Malacau00f1ang file photo
Part 1 of 2
MANILA, Philippines (Updated) – Fighting China was the farthest thing from the mind of President Benigno Aquino III, who has Chinese roots and had the Chinese ambassador as one of his first guests at his residence on Times Street as soon as he was presumed winner in the 2010 presidential polls.
He proved this friendship early on. The son of a martyred senator and a democracy icon disappointed the world when the Philippines joined China's staunchest allies in boycotting the 2010 Nobel ceremony in Oslo to honor imprisoned Chinese dissident Liu Xiaobo.
In 2011, he allowed diplomatic tension with Taiwan and risked jobs of Filipinos to comply with a request to deport alleged Taiwanese criminals to China. Later that year, Chinese President Xi Jinping invited him to a state visit.
So in April 2012, when Chinese vessels engaged a Philippine Navy warship in a standoff in Panatag (Scarborough) Shoal, Malacañang did not know what to make of it.
A Philippine Navy warship tried to arrest Chinese fishing boats poaching in Philippine waters when Chinese Coast Guard ships came to stop them and impose claim on the rocky sandbar off the coast of Zambales province.
“We couldn’t understand what China was up to. We’ve been so friendly with them. We’ve done things contrary to our interests,” said a senior security official speaking to Rappler anonymously.
Rappler talked to at least 6 insiders privy to Palace moves during the standoff and its decision to file the historic case to take back control of Scarborough Shoal. They agreed to talk to us on condition of anonymity.
Foreign analysts said the standoff was a result of a tactical mistake on the part of the Philippines. Sending a warship instead of a civilian vessel against poachers supposedly gave the wrong signal that it was ready to fight, prompting China's overwhelming response.
But the Philippine security official dismissed it as an excuse for China to justify its actions. He said the navy has been making most of the arrests in the South China Sea but it was the first time that China sent its ships. They were deployed so quickly as if they were waiting for it to happen, he said.
Supreme Court Senior Associate Justice Antonio Carpio said it appeared to be pre-planned.

Aim A:
Please copy the part of the Scarborough Shoal article that begins at the words "Malacau00f1ang file photo" and ends after the words "dissident Liu Xiaobo.".
Aim B:
Continue the article on the Scarborough Shoal standoff, starting after its last sentence.

Recorded data:
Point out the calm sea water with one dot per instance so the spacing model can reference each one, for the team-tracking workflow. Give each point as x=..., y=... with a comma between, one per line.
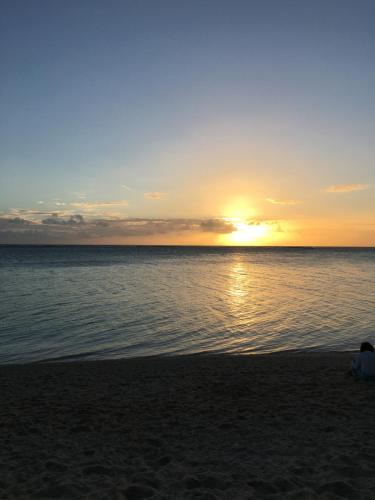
x=112, y=302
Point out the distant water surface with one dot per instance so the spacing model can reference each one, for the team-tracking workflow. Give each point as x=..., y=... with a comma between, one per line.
x=112, y=302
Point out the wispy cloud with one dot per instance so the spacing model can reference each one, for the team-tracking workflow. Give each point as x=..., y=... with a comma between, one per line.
x=217, y=226
x=283, y=202
x=156, y=195
x=100, y=204
x=346, y=188
x=80, y=194
x=32, y=226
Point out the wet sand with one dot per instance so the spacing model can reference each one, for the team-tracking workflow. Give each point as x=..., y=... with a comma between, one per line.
x=226, y=427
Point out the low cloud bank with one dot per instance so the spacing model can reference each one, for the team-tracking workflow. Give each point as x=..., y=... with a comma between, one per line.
x=67, y=228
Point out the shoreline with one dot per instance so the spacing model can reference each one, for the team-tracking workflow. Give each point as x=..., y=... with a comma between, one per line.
x=151, y=357
x=197, y=426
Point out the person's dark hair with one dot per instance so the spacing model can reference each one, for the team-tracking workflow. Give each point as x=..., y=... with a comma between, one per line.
x=366, y=346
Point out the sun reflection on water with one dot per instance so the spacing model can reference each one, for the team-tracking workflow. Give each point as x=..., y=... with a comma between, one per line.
x=238, y=284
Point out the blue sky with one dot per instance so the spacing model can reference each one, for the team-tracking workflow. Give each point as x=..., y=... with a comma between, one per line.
x=215, y=107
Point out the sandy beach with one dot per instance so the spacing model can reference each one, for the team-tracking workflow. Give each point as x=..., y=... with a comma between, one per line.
x=226, y=427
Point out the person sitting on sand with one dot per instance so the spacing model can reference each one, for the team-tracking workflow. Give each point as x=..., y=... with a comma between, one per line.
x=363, y=365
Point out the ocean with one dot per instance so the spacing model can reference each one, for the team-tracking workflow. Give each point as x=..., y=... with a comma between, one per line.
x=106, y=302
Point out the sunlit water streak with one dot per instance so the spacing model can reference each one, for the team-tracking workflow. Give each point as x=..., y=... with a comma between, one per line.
x=111, y=302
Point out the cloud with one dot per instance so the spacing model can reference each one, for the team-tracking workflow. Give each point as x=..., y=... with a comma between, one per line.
x=283, y=202
x=80, y=194
x=154, y=196
x=73, y=219
x=217, y=226
x=60, y=228
x=100, y=204
x=346, y=188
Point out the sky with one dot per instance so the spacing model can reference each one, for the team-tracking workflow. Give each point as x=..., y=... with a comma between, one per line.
x=206, y=122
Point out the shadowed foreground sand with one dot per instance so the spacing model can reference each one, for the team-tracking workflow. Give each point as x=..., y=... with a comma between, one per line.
x=233, y=427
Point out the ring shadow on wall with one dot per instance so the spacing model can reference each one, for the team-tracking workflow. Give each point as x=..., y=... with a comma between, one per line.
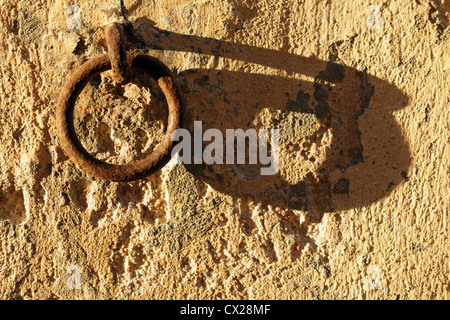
x=340, y=146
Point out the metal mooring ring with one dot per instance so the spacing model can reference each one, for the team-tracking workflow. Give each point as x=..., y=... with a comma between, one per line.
x=66, y=131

Written response A:
Malacau00f1ang file photo
Part 1 of 2
MANILA, Philippines (Updated) – Fighting China was the farthest thing from the mind of President Benigno Aquino III, who has Chinese roots and had the Chinese ambassador as one of his first guests at his residence on Times Street as soon as he was presumed winner in the 2010 presidential polls.
He proved this friendship early on. The son of a martyred senator and a democracy icon disappointed the world when the Philippines joined China's staunchest allies in boycotting the 2010 Nobel ceremony in Oslo to honor imprisoned Chinese dissident Liu Xiaobo.

Written response B:
"China is actually waiting for other countries to make a little mistake and then counter with a huge reply and grab the territory. If you look at the long-term strategic action of China, you know that they are out to control the entire South China Sea," Carpio said in a Rappler Talk interview.
Occupation of Scarborough
The Philippines refuses to concede that it has lost Scarborough in spite of China's practical occupation of the shoal, its vessels shooing away Filipinos from their traditional fishing ground.
"We have not lost Scarborough Shoal. In fact, it is the subject of our arbitral case,” National Security Adviser Cesar Garcia told a Senate hearing on the West Philippine Sea (South China Sea) in May.
After dismissing talks as pointless, the Philippines filed in April 2013 its historic arbitration case and shut down communication lines with China.
Oral arguments at the Permanent Court of Arbitration in The Hague began on July 7. At stake is not only Scarborough, but other areas in the Spratly Islands off Palawan, where China has since built artificial islands.
The Philippines is confident it will win the case against China, especially after gathering international support.
But there are those who are still shaking their heads over how the situation was allowed to get this far.
"My metric is simple. What a president needs to do is to avoid a skirmish in the West Philippine Sea and make sure we don't lose terroritories. Where are we? We're engaged in a word war with our neighbor. We filed a case. Our fishermen can no longer go to Scarborough Shoal. China is reclaiming 7 areas," the former diplomat said.
Manila and Beijing are now only talking to each other through the media, prompting concerns of possible miscalculations at sea.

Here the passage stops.